DONNÉES FOURNIES
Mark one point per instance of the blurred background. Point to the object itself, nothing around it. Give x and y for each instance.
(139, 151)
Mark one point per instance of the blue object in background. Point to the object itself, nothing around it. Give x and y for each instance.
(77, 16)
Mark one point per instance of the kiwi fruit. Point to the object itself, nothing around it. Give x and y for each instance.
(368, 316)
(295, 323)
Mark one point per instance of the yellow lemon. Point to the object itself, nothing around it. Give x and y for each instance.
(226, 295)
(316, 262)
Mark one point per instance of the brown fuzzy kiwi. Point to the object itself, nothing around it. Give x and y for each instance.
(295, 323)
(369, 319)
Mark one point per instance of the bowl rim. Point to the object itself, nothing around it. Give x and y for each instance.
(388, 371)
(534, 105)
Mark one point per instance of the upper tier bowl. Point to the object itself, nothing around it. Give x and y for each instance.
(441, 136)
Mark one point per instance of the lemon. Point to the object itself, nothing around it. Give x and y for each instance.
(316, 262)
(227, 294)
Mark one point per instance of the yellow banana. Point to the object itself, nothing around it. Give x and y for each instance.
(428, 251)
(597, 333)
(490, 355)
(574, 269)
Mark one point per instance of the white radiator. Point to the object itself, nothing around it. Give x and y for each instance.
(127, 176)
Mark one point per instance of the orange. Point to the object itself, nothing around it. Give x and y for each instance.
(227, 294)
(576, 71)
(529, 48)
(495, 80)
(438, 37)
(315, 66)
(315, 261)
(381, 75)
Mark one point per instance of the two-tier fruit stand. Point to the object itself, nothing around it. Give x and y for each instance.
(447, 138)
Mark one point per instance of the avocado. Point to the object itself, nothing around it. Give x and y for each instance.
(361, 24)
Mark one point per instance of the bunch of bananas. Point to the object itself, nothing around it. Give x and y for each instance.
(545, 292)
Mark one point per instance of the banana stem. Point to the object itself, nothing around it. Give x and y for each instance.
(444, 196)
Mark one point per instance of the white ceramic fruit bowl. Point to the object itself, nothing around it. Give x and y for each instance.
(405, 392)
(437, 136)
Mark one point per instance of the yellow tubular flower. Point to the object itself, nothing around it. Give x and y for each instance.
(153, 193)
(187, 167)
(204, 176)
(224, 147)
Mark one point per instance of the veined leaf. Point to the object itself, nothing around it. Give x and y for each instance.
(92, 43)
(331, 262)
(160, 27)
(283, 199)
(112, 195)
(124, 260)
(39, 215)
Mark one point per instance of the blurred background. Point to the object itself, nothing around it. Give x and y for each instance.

TÂCHE DEMANDÉE
Recopiez à l'identique chacune des lignes de la liste ci-dessus, de la première à la dernière.

EXERCICE RÉALISÉ
Mark one point per instance of the blurred background. Point to the object itself, nothing around it. Give x and y for each instance.
(139, 151)
Mark one point per instance of the blue object in background. Point to the object itself, nothing around it. Give x and y for each instance.
(77, 16)
Mark one point per instance of the kiwi fruit. Point to the object itself, nothing around it. Give x and y for each instance.
(368, 316)
(295, 323)
Mark one point per instance of the yellow lemon. Point to the object itself, nothing around it. Give x and y for each instance.
(226, 295)
(316, 262)
Mark one point per instance of the brown fuzzy kiwi. Point to the object itself, nothing around it. Give x and y for each instance.
(295, 323)
(369, 319)
Mark one point per instance of the bowl rim. Point to the object itself, nothing around it. Give x and y for each instance.
(388, 371)
(534, 105)
Mark one point per instance of the upper tier bowl. Point to the object itself, nothing around it. Give x and y for each instance.
(441, 136)
Mark one point per instance of the lemon. Point to the object itself, nothing around it. Give x and y for each instance.
(316, 262)
(227, 294)
Mark one point per instance of the yellow banana. Point to the object itself, nothing around it. Give x and y for each instance.
(428, 251)
(597, 333)
(490, 355)
(574, 269)
Mark one point per instance of the white radiator. Point to the object itself, nothing around it. Give x and y for each instance.
(127, 176)
Mark one point per instance of the orange. Point to the object itself, nothing around it. Give x and y for each instance.
(227, 294)
(576, 71)
(529, 48)
(495, 80)
(438, 37)
(315, 66)
(315, 261)
(381, 75)
Mark one point per instance of the two-tier fruit stand. Point to the object itself, nothing around it. Give x and y for each instance.
(447, 138)
Mark one point per instance of the avocado. Point to the object itself, nothing around it. Give x and y for each instance.
(361, 24)
Mark one point per instance of the bunch of bananas. Point to the object itself, nothing around it. Give x and y for each instance.
(545, 292)
Mark one point per instance of the banana stem. Point to the object itself, nothing around it. Give x and y for each instance.
(444, 196)
Mark one point per instance of the white ceramic fruit bowl. Point to the object itself, nothing around it. Give x and y for each instance.
(405, 392)
(437, 136)
Mark one point per instance of the yellow tubular flower. Point to the object itself, nothing around it. Give x and y for each instance.
(153, 193)
(187, 167)
(204, 176)
(224, 147)
Mark one point per instance of the veined leaf. Point to the object itself, nothing around it. Give x and y for each instance.
(92, 43)
(331, 262)
(160, 27)
(283, 199)
(112, 195)
(124, 260)
(39, 215)
Mark one point per instance of the blurred background. Point to the object itself, nothing around it. Give x and y for each instance.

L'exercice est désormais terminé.